**Arbeitsanweisungen:**
(A) Schreib aus dem Artikel zum Blindenfußball den Abschnitt ab, der mit „Mangelndes Training, Formtief“ beginnt und bis einschließlich „genannten Fragen versuchen.“ reicht.
(B) Führe den Artikel zum Blindenfußball im Anschluss an seinen letzten Satz weiter.

**Ausgangstext:**
-----
Mangelndes Training, Formtief oder nur verpatzter Saisonauftakt?

Unter dieser Überschrift könnte der nun folgende Artikel stehen. Anreichern könnte man die Headline mit den Fragen: „Warum hängt in vielen Mannschaften alles von einem oder wenigen Stars ab? Wieso können die Teams fehlende Mitspieler nicht durch taktische Finesse und große Erfahrung kompensieren?“ Wir möchten uns im folgenden Beitrag an der Analyse der Teams, ihrem Trainings- und Erfolgsstand sowie beiden genannten Fragen versuchen.

Die Vorsaison hat es zumindest für die Star-These gezeigt. Bei der Spielgemeinschaft aus Berlin und Braunschweig passierte ohne ihren Toptorjäger Osei nicht viel. Insgesamt gerade bei Berlin ein merkwürdiges Phänomen, halten sie doch langjährige Blindenfußballer sowie junge und gewachsene Talente in ihren Reihen. Warum es hier ohne ihren Star Kofi nicht klappt oder bloß sehr schwierig funktioniert, ist nicht zu verstehen. Verlässt man sich zu sehr auf die Einzelleistung eines Kollegen, greift das schlussendliche Zusammenspiel nicht oder fehlt es am Mut des Einzelnen sich ein Herz zu nehmen?
Führt man die Aussage des ehemaligen Trainers Otfried Morin aus einem Interview der Vorsaison ins Feld, so sind die Probleme bekannt: die mangelnde Ruhe vor dem Tor und die Problematik der Spielgemeinschaft mit nahezu keinem gemeinsamen Training werden hier als Gründe genannt. Alles vielleicht richtig und sinnig. Aber was wird in puncto Ruhe vor dem Tor im Training getan? Auf der Agenda scheint es nicht regelmäßig zu stehen, denn die Probleme bestehen weiterhin. Angriffe werden verstolpert oder man verliert beim Gegnerkontakt unmittelbar den Ball. Ein Problem, was auch bei anderen Teams durchaus besteht.
-----
**Extrahiertes Material:**

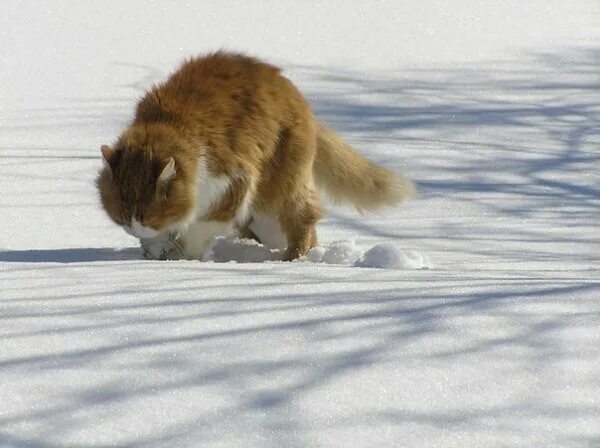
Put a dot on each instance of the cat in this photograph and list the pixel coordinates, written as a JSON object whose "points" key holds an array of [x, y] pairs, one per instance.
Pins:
{"points": [[225, 144]]}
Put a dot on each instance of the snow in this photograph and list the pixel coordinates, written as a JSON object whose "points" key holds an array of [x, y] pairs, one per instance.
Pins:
{"points": [[387, 255], [482, 329]]}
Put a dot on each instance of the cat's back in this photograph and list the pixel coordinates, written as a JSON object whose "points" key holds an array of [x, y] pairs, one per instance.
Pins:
{"points": [[222, 76]]}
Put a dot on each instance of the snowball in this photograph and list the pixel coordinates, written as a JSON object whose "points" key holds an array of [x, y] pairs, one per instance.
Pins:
{"points": [[340, 252], [242, 251], [389, 256]]}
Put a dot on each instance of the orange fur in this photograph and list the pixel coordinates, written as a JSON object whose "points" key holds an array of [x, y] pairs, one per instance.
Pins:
{"points": [[257, 138]]}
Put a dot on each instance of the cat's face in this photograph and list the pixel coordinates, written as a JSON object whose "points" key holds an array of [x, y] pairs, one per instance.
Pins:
{"points": [[144, 194]]}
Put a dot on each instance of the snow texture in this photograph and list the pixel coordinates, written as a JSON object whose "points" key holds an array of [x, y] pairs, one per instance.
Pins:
{"points": [[482, 329]]}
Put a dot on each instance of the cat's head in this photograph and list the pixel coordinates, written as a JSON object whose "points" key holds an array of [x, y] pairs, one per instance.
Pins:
{"points": [[145, 186]]}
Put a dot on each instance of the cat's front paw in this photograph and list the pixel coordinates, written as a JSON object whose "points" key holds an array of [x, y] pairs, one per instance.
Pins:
{"points": [[152, 251]]}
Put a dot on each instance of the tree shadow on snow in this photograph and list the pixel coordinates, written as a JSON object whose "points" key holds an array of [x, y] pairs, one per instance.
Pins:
{"points": [[78, 255]]}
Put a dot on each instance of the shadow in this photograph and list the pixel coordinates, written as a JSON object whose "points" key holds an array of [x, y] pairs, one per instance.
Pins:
{"points": [[78, 255], [212, 352]]}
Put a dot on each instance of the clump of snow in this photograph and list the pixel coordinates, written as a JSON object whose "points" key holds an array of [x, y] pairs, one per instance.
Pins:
{"points": [[338, 252], [241, 250], [389, 256]]}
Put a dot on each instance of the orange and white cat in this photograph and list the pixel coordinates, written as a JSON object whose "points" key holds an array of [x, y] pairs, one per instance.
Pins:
{"points": [[227, 143]]}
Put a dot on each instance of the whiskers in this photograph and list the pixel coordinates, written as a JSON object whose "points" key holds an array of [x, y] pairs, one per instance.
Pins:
{"points": [[177, 245]]}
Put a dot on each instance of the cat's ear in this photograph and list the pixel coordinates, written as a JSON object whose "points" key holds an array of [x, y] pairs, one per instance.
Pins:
{"points": [[168, 172], [108, 157]]}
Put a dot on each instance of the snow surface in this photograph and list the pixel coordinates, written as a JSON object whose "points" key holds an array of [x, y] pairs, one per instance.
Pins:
{"points": [[492, 107]]}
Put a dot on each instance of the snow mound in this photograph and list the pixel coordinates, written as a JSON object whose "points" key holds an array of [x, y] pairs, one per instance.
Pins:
{"points": [[343, 252], [389, 256], [241, 250], [338, 252]]}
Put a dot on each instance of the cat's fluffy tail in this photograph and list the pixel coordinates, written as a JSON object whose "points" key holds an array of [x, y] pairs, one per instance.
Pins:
{"points": [[348, 177]]}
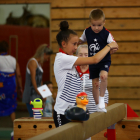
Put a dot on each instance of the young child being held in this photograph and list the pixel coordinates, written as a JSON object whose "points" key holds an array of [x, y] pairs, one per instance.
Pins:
{"points": [[97, 37]]}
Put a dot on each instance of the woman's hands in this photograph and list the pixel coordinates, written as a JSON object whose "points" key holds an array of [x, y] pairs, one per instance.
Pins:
{"points": [[113, 47]]}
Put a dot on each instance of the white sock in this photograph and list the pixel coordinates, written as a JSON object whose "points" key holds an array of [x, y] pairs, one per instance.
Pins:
{"points": [[101, 102]]}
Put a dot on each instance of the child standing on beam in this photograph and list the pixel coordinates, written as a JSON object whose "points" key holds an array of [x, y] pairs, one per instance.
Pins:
{"points": [[97, 37], [67, 78]]}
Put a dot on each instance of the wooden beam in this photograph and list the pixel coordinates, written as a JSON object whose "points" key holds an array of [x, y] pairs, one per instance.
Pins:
{"points": [[83, 130]]}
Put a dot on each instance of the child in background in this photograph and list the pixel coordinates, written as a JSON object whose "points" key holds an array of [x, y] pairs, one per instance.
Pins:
{"points": [[97, 37], [49, 101]]}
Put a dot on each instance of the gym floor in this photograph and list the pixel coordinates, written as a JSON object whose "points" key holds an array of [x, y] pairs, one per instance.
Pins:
{"points": [[6, 126]]}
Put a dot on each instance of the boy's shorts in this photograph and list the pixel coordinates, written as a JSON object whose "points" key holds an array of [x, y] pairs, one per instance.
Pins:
{"points": [[96, 69]]}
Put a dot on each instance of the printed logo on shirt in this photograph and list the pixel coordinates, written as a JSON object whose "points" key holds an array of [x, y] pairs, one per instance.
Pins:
{"points": [[94, 47]]}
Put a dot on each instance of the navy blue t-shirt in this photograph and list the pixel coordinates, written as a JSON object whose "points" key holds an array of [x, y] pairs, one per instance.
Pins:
{"points": [[97, 41]]}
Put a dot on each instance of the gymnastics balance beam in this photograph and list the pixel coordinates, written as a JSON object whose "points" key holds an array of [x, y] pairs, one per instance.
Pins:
{"points": [[82, 130]]}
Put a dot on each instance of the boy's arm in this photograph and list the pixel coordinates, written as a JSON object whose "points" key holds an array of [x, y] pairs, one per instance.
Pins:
{"points": [[109, 40]]}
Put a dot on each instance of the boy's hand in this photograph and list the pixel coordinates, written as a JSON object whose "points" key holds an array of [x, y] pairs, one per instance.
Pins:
{"points": [[113, 45], [113, 51]]}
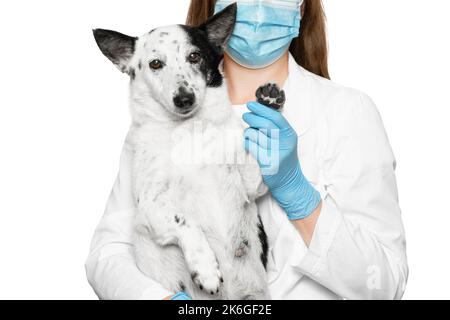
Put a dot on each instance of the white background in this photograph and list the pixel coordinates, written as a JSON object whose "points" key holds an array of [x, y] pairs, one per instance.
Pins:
{"points": [[63, 118]]}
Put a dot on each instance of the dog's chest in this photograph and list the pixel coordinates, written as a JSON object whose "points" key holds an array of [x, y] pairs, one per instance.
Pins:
{"points": [[194, 155]]}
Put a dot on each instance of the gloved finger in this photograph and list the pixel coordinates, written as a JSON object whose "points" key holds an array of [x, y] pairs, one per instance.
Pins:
{"points": [[261, 154], [258, 136], [257, 122], [268, 113]]}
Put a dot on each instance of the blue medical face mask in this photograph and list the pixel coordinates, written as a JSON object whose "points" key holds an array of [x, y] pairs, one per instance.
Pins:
{"points": [[264, 30]]}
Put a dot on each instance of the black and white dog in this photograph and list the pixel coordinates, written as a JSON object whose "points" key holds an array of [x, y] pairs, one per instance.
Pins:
{"points": [[198, 228]]}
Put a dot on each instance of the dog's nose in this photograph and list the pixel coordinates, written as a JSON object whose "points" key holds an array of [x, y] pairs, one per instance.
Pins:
{"points": [[184, 98]]}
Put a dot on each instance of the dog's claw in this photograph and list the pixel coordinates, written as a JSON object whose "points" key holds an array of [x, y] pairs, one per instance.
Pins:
{"points": [[271, 96]]}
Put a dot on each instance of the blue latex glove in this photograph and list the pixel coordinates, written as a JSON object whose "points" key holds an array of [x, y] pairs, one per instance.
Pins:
{"points": [[273, 143], [181, 296]]}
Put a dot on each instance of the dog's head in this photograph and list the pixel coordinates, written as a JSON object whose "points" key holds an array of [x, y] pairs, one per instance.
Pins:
{"points": [[173, 65]]}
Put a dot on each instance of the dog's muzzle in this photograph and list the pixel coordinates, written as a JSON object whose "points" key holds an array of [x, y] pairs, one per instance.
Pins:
{"points": [[184, 100]]}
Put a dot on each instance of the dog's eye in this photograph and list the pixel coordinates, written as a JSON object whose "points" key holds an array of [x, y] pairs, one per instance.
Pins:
{"points": [[194, 58], [156, 64]]}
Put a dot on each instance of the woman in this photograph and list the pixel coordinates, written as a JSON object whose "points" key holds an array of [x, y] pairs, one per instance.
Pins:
{"points": [[332, 217]]}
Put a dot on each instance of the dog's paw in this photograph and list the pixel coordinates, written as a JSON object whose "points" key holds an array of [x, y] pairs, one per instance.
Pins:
{"points": [[271, 96], [208, 279]]}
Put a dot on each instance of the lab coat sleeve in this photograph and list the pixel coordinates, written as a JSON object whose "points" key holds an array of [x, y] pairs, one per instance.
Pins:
{"points": [[358, 248], [111, 268]]}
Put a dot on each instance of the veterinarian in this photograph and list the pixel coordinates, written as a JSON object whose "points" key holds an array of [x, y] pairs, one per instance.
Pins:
{"points": [[333, 220]]}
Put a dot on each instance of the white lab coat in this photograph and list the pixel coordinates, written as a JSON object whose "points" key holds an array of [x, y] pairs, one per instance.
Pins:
{"points": [[358, 248]]}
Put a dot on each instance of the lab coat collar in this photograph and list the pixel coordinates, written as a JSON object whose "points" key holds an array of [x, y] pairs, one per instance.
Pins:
{"points": [[298, 108]]}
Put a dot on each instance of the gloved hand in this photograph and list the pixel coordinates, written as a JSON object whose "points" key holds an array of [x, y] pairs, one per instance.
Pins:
{"points": [[180, 296], [273, 143]]}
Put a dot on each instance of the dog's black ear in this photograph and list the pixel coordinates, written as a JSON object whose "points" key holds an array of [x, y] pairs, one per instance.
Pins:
{"points": [[117, 47], [220, 26]]}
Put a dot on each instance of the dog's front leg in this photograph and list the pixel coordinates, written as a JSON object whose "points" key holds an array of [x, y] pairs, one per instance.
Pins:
{"points": [[169, 224]]}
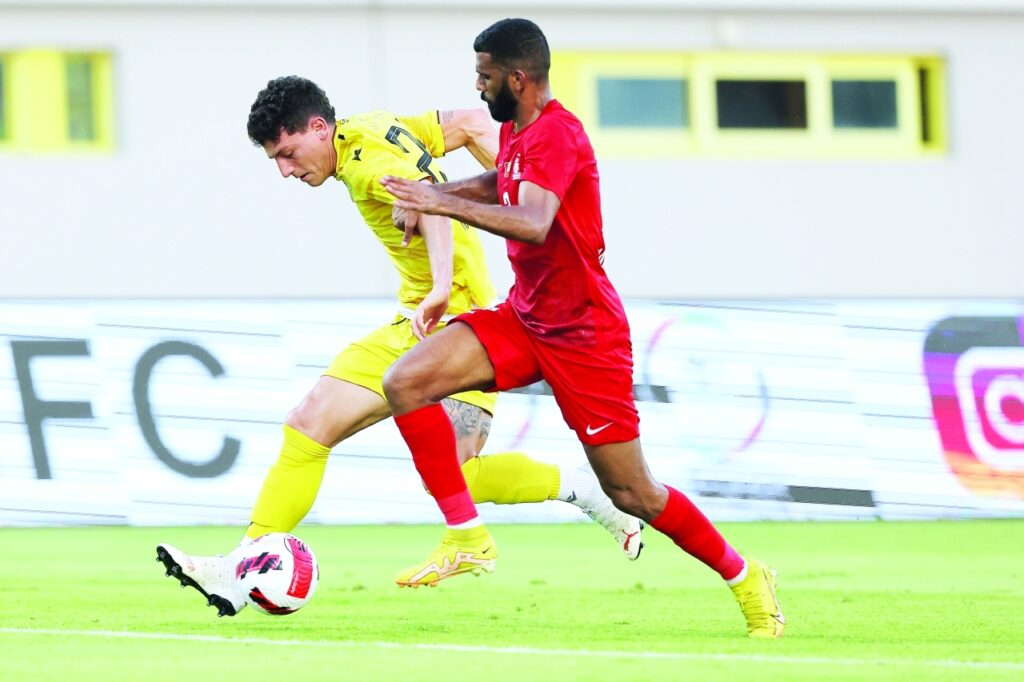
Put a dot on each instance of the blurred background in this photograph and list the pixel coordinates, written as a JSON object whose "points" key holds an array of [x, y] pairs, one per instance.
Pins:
{"points": [[810, 207]]}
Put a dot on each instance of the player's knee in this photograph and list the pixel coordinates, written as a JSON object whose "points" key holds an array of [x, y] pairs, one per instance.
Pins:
{"points": [[636, 501], [399, 386]]}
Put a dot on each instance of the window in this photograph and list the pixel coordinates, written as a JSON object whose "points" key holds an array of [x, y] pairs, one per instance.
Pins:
{"points": [[751, 104], [863, 103], [81, 110], [56, 101], [647, 102]]}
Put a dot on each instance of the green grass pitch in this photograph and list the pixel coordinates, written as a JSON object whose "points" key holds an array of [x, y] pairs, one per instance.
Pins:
{"points": [[863, 600]]}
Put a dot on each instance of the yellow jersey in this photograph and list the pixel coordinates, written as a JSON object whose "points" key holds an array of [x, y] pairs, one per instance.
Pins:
{"points": [[378, 143]]}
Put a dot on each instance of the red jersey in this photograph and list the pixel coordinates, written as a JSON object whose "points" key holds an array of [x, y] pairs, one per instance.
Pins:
{"points": [[560, 292]]}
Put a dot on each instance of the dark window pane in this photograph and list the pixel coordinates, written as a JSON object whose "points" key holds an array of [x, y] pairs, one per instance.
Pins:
{"points": [[646, 102], [924, 87], [864, 103], [761, 103], [80, 109]]}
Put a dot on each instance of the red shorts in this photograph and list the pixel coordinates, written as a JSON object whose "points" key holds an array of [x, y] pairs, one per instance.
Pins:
{"points": [[593, 386]]}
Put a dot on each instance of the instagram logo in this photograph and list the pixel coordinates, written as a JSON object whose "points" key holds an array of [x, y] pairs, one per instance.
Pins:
{"points": [[975, 372]]}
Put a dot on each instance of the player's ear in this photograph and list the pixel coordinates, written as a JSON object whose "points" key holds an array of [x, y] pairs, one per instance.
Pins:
{"points": [[318, 125], [517, 79]]}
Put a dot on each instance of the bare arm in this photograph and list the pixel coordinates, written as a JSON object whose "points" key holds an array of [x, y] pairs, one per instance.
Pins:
{"points": [[528, 221], [436, 232], [470, 128]]}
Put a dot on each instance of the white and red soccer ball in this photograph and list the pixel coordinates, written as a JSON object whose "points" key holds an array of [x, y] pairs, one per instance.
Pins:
{"points": [[278, 573]]}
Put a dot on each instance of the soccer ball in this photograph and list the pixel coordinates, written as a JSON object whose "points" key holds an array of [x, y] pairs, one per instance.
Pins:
{"points": [[278, 573]]}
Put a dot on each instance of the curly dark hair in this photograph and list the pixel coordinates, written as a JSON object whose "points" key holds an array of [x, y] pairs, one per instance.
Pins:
{"points": [[516, 43], [286, 104]]}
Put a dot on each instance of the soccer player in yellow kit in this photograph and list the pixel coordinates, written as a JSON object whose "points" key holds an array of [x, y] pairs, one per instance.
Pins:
{"points": [[442, 272]]}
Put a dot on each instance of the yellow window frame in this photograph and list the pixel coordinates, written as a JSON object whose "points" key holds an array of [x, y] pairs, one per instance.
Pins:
{"points": [[574, 79], [5, 132], [577, 76], [38, 109]]}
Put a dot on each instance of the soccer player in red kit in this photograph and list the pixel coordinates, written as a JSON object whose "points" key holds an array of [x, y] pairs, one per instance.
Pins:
{"points": [[562, 322]]}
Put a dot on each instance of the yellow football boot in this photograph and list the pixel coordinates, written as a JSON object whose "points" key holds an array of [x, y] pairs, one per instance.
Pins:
{"points": [[756, 595], [467, 551]]}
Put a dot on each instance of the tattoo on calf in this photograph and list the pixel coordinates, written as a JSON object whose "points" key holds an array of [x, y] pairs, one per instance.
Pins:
{"points": [[467, 419]]}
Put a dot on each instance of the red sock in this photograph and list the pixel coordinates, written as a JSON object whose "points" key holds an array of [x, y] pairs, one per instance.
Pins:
{"points": [[430, 437], [689, 528]]}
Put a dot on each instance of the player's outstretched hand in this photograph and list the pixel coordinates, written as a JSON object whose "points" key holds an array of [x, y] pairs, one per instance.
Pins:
{"points": [[411, 195], [429, 312], [408, 221]]}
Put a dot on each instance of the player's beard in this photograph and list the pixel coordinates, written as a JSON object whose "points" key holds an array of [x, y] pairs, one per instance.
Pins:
{"points": [[504, 105]]}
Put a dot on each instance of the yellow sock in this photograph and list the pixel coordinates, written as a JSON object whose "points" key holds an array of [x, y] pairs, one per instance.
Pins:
{"points": [[508, 478], [291, 485]]}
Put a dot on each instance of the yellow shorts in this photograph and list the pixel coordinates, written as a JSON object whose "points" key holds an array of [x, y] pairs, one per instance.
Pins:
{"points": [[365, 361]]}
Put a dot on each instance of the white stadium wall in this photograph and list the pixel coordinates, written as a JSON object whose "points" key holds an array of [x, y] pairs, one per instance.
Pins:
{"points": [[186, 207], [130, 412], [815, 338]]}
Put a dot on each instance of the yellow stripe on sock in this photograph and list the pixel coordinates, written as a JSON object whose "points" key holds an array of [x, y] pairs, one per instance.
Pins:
{"points": [[291, 485], [509, 478]]}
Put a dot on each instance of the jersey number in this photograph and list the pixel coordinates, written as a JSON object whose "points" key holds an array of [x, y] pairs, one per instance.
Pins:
{"points": [[424, 163]]}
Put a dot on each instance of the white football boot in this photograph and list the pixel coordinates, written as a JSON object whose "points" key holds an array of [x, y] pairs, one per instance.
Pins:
{"points": [[212, 576], [625, 528]]}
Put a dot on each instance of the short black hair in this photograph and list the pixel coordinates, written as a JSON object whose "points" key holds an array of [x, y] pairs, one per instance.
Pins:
{"points": [[516, 43], [286, 104]]}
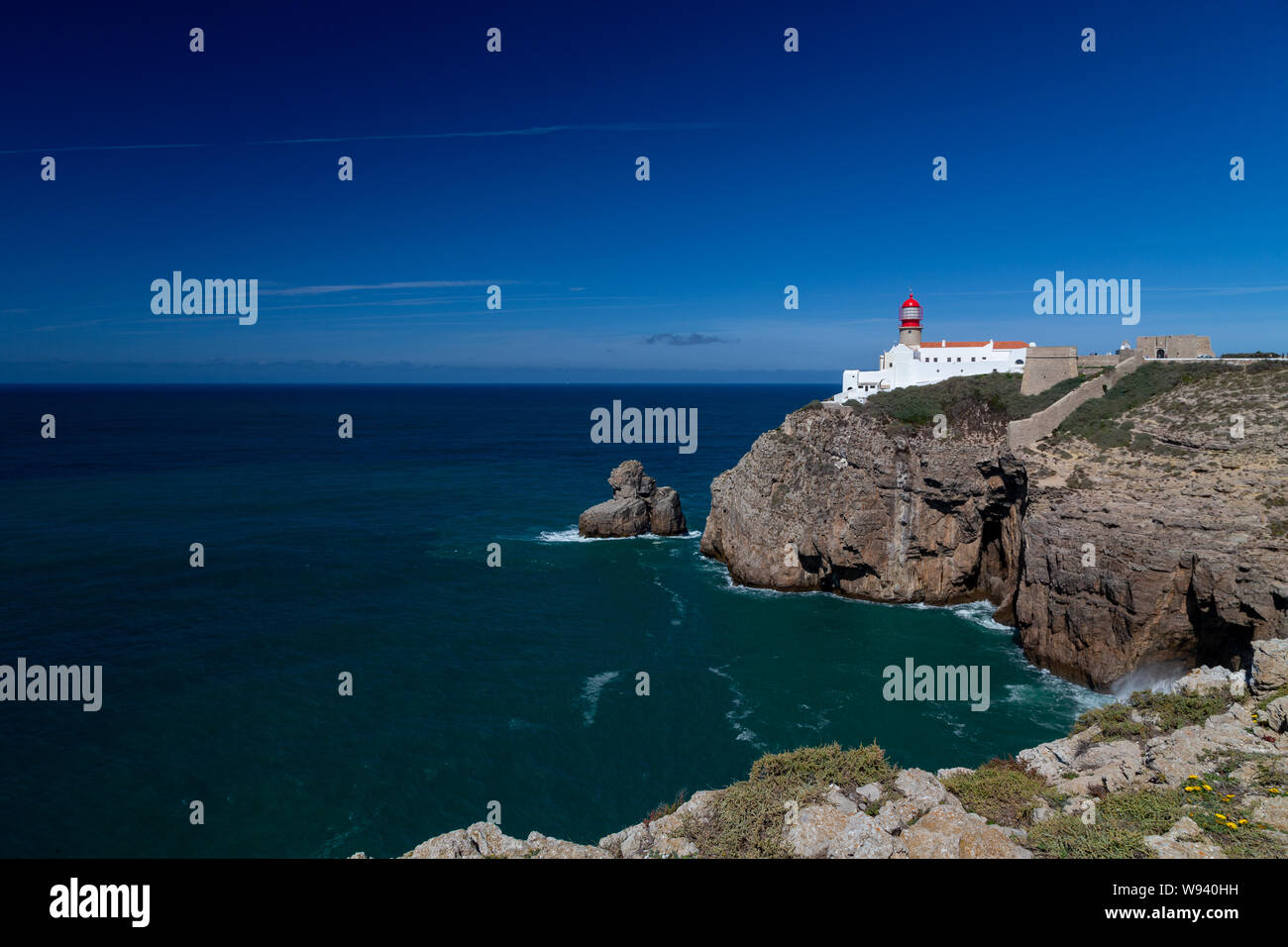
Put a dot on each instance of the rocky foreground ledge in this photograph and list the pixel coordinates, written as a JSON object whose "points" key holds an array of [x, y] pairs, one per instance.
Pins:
{"points": [[1201, 772]]}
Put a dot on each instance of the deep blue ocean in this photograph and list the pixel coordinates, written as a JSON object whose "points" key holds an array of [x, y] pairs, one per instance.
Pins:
{"points": [[471, 684]]}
-----
**Die Antworten:**
(A)
Mangelndes Training, Formtief oder nur verpatzter Saisonauftakt?

Unter dieser Überschrift könnte der nun folgende Artikel stehen. Anreichern könnte man die Headline mit den Fragen: „Warum hängt in vielen Mannschaften alles von einem oder wenigen Stars ab? Wieso können die Teams fehlende Mitspieler nicht durch taktische Finesse und große Erfahrung kompensieren?“ Wir möchten uns im folgenden Beitrag an der Analyse der Teams, ihrem Trainings- und Erfolgsstand sowie beiden genannten Fragen versuchen.

(B)
Natürlich ist es so, dass man vertraut und sich sogar zurücklehnt, wenn ein Star wie Kofi Osei mit aufläuft, aber das Spiel ist und bleibt im Ursprung ein Mannschaftssport. Manchmal hat es den Anschein, als ob alles auf den Einen ausgerichtet wird, ein gravierender Fehler wie man am Spieltag in Mainz bei den Würzburger Kollegen sehen durfte. Diese – um einmal ein wenig abzuschweifen – setzen ganz massiv auf einen Mann, noch mehr als vielleicht bei Berlin, und vergessen dabei aber, dass – wie jetzt gesehen – auch dieser einmal verhindert sein kann. Bei beiden Mannschaften werden dann leider weitere Dinge sichtbar, die zuvor unter dem Mantel des Erfolgs verdeckt blieben. Der interessierte Zuschauer und jahrelange Begleiter fragt sich dann natürlich: Warum schaffen es die übrigen Teamkollegen nicht zumindest die Null zu halten. Und was trainieren die Jungs eigentlich unter der Woche beim Training, wenn nach Vorne nahezu keine Aktionen stattfinden. Klar könnte man sagen – wir haben einige neue Spieler – jawohl, das ist sicher richtig, aber was ist denn mit den alten Hasen? Darf man als Zuschauer erwarten, dass sich ein Team entwickelt? Wenn alles so bleibt wie es ist, muss es nicht der Anspruch eines Trainers sein an den Defiziten seiner Spieler zu arbeiten? Bei Berlin gibt es durchaus Kandidaten, die auch einmal ein Törchen schießen. Alleine Edis Veljkovic oder Fathi Talay netzten in der Vergangenheit ein und auch Heinrich Niehaus bewies seine Stärke am zurückliegenden Spieltag.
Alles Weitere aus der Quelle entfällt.